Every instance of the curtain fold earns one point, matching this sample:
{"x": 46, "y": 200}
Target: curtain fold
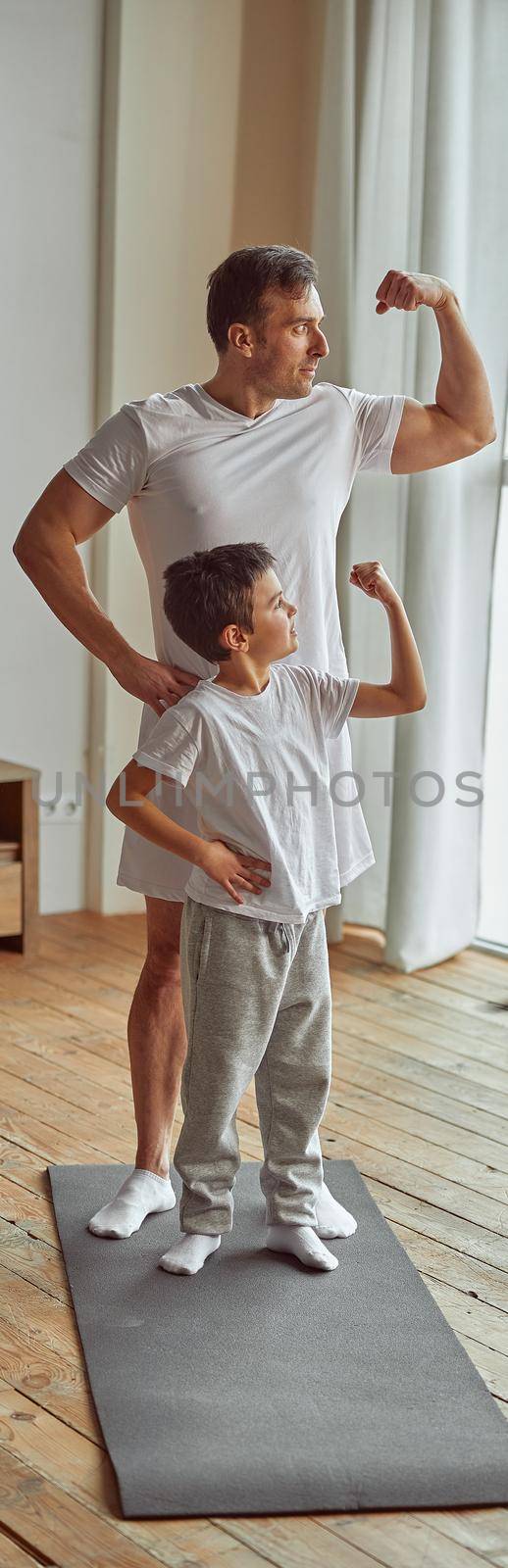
{"x": 413, "y": 172}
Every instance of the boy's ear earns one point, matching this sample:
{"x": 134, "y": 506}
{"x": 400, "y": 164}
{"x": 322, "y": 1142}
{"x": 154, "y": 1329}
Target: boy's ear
{"x": 232, "y": 639}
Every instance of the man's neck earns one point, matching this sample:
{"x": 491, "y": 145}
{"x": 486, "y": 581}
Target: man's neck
{"x": 242, "y": 400}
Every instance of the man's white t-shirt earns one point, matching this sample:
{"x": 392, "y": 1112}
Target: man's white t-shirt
{"x": 256, "y": 768}
{"x": 195, "y": 474}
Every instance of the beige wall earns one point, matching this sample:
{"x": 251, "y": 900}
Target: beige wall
{"x": 209, "y": 143}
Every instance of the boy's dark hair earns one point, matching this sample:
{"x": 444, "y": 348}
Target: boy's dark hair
{"x": 211, "y": 590}
{"x": 237, "y": 286}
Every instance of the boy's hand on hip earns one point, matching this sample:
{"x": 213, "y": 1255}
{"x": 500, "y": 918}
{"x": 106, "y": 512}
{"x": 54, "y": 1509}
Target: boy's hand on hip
{"x": 232, "y": 870}
{"x": 374, "y": 580}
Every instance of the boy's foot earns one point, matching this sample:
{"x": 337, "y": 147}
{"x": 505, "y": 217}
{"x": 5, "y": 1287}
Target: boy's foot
{"x": 190, "y": 1253}
{"x": 303, "y": 1243}
{"x": 140, "y": 1194}
{"x": 331, "y": 1219}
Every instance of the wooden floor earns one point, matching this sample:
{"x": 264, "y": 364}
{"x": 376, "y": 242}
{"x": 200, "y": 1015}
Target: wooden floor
{"x": 419, "y": 1102}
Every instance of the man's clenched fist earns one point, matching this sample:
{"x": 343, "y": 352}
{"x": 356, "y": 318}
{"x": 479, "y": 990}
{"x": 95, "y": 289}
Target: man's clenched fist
{"x": 406, "y": 290}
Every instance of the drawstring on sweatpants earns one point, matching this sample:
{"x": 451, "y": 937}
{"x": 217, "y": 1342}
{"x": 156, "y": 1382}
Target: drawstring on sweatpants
{"x": 280, "y": 929}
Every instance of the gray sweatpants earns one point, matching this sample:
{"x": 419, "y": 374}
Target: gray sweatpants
{"x": 257, "y": 1004}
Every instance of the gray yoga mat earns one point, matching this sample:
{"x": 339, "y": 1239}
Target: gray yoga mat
{"x": 261, "y": 1387}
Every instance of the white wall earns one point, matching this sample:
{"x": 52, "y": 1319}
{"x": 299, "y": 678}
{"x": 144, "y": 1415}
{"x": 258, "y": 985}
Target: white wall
{"x": 49, "y": 146}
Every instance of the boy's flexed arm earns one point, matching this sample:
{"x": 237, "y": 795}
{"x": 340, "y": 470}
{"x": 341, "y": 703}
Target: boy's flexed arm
{"x": 405, "y": 692}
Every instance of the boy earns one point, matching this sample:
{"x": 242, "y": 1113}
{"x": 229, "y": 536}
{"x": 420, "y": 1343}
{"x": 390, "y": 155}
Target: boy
{"x": 254, "y": 958}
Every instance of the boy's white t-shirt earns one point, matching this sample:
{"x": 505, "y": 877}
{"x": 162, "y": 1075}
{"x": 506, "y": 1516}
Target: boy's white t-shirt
{"x": 256, "y": 768}
{"x": 195, "y": 474}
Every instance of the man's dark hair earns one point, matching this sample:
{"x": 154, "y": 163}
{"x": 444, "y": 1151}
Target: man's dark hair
{"x": 238, "y": 284}
{"x": 211, "y": 590}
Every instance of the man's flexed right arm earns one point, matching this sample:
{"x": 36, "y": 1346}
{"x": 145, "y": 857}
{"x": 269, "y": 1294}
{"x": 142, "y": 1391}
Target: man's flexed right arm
{"x": 46, "y": 548}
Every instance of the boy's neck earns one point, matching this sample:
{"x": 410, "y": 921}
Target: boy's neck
{"x": 246, "y": 681}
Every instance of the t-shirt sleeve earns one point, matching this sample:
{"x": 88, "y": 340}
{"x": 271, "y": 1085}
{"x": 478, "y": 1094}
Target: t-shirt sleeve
{"x": 170, "y": 749}
{"x": 377, "y": 420}
{"x": 113, "y": 463}
{"x": 335, "y": 702}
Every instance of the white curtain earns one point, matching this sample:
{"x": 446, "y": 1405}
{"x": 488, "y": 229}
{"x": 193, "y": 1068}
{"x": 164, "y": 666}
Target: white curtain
{"x": 413, "y": 174}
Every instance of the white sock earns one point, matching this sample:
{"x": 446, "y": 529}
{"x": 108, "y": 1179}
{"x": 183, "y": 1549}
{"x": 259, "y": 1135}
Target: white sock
{"x": 331, "y": 1219}
{"x": 301, "y": 1241}
{"x": 141, "y": 1194}
{"x": 190, "y": 1253}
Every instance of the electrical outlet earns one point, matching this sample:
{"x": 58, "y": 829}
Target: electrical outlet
{"x": 63, "y": 809}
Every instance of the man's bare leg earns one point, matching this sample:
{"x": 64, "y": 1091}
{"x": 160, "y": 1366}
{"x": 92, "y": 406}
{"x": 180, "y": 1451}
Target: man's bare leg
{"x": 157, "y": 1048}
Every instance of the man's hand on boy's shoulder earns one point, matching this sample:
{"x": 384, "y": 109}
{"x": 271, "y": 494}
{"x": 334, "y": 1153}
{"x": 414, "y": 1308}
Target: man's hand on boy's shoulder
{"x": 374, "y": 580}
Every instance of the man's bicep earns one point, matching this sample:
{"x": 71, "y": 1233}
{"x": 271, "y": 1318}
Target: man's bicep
{"x": 63, "y": 506}
{"x": 427, "y": 438}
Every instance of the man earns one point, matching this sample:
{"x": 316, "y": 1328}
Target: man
{"x": 259, "y": 452}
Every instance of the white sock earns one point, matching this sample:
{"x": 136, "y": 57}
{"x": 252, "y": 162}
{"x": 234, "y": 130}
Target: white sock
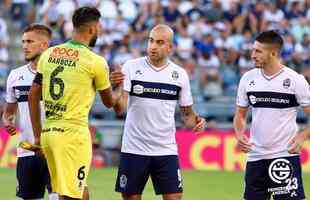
{"x": 53, "y": 196}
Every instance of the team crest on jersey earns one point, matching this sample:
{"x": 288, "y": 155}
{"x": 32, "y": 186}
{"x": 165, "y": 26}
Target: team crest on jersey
{"x": 139, "y": 72}
{"x": 286, "y": 83}
{"x": 252, "y": 83}
{"x": 175, "y": 75}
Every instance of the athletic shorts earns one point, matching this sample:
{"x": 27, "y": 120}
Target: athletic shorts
{"x": 68, "y": 153}
{"x": 279, "y": 177}
{"x": 32, "y": 177}
{"x": 134, "y": 171}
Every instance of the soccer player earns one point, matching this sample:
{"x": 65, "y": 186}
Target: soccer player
{"x": 32, "y": 172}
{"x": 153, "y": 86}
{"x": 68, "y": 77}
{"x": 274, "y": 92}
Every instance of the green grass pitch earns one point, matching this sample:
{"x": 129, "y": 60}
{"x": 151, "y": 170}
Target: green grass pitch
{"x": 198, "y": 185}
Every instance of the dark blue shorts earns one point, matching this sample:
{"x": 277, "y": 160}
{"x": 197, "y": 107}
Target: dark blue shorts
{"x": 134, "y": 171}
{"x": 279, "y": 177}
{"x": 32, "y": 176}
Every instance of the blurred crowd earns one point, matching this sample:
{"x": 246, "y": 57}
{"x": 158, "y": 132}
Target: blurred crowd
{"x": 213, "y": 38}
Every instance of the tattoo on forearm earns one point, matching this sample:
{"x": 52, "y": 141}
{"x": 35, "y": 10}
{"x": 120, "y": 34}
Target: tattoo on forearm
{"x": 186, "y": 111}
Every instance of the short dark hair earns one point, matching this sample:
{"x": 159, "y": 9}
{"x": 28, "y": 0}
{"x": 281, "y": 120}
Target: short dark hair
{"x": 84, "y": 15}
{"x": 270, "y": 37}
{"x": 39, "y": 28}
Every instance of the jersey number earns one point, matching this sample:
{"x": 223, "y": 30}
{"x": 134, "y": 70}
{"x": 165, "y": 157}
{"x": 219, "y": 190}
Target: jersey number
{"x": 56, "y": 81}
{"x": 81, "y": 173}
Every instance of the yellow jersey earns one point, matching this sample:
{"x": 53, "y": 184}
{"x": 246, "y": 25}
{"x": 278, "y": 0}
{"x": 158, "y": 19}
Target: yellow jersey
{"x": 72, "y": 74}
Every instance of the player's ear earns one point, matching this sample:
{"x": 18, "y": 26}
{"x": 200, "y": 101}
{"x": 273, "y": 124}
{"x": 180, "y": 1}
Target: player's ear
{"x": 92, "y": 28}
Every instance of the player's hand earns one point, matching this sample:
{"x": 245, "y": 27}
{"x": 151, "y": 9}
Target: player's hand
{"x": 9, "y": 125}
{"x": 296, "y": 143}
{"x": 117, "y": 78}
{"x": 243, "y": 144}
{"x": 37, "y": 141}
{"x": 200, "y": 124}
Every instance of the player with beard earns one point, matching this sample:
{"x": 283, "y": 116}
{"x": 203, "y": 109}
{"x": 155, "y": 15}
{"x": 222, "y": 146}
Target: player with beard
{"x": 153, "y": 87}
{"x": 68, "y": 77}
{"x": 32, "y": 172}
{"x": 274, "y": 92}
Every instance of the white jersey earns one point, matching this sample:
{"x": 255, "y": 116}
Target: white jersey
{"x": 274, "y": 101}
{"x": 18, "y": 85}
{"x": 153, "y": 95}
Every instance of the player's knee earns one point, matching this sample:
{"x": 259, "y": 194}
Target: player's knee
{"x": 131, "y": 197}
{"x": 174, "y": 196}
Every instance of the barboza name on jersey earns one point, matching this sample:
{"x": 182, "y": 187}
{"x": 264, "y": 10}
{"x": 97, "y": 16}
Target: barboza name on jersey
{"x": 62, "y": 61}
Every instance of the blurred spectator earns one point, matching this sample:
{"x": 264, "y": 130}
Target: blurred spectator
{"x": 18, "y": 11}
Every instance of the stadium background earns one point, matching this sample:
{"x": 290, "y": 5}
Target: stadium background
{"x": 212, "y": 42}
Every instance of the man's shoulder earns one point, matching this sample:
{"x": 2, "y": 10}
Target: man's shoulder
{"x": 20, "y": 69}
{"x": 252, "y": 73}
{"x": 135, "y": 61}
{"x": 291, "y": 72}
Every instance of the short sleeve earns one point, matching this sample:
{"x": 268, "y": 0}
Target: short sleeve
{"x": 10, "y": 95}
{"x": 242, "y": 99}
{"x": 101, "y": 75}
{"x": 302, "y": 91}
{"x": 126, "y": 72}
{"x": 186, "y": 98}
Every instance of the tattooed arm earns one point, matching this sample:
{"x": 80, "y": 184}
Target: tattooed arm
{"x": 191, "y": 119}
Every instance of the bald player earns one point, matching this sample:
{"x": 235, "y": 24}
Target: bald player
{"x": 153, "y": 86}
{"x": 31, "y": 171}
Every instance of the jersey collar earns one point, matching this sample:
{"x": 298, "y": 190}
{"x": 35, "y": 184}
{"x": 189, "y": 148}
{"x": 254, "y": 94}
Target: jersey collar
{"x": 30, "y": 69}
{"x": 157, "y": 69}
{"x": 268, "y": 78}
{"x": 77, "y": 43}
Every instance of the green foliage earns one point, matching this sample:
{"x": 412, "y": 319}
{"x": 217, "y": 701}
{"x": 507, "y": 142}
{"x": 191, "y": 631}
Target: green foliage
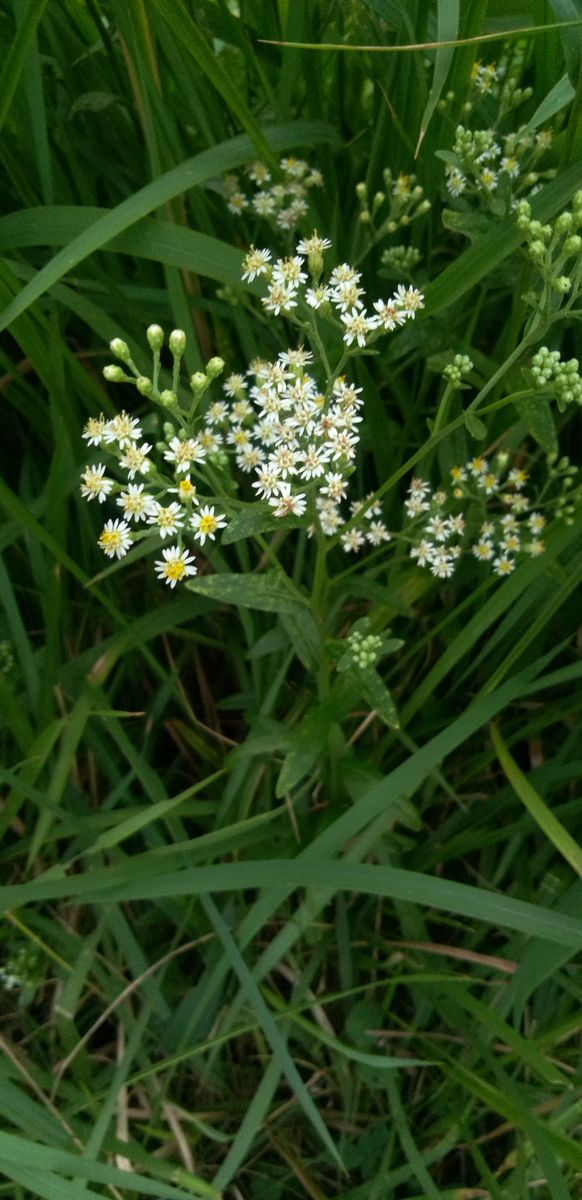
{"x": 291, "y": 855}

####################

:: Written problem ::
Do not include the pictures. Quote only the lines from the line with "Every instance of the tattooed" through the end of the material, both ends included, exactly.

:: Correct result ::
Every instance of the tattooed arm earns one point, matching this sample:
{"x": 80, "y": 184}
Target: tattooed arm
{"x": 191, "y": 119}
Every instance of the bald player earns one point, matching this sample:
{"x": 235, "y": 24}
Target: bald player
{"x": 153, "y": 86}
{"x": 31, "y": 171}
Every instance of the jersey collar earns one point, matching this sample:
{"x": 298, "y": 190}
{"x": 35, "y": 184}
{"x": 189, "y": 148}
{"x": 254, "y": 94}
Target: jersey collar
{"x": 30, "y": 69}
{"x": 157, "y": 69}
{"x": 268, "y": 78}
{"x": 77, "y": 43}
Every instance of the green foliage earns one point, matching this sample:
{"x": 412, "y": 319}
{"x": 217, "y": 701}
{"x": 507, "y": 142}
{"x": 191, "y": 631}
Target: green foliage
{"x": 291, "y": 855}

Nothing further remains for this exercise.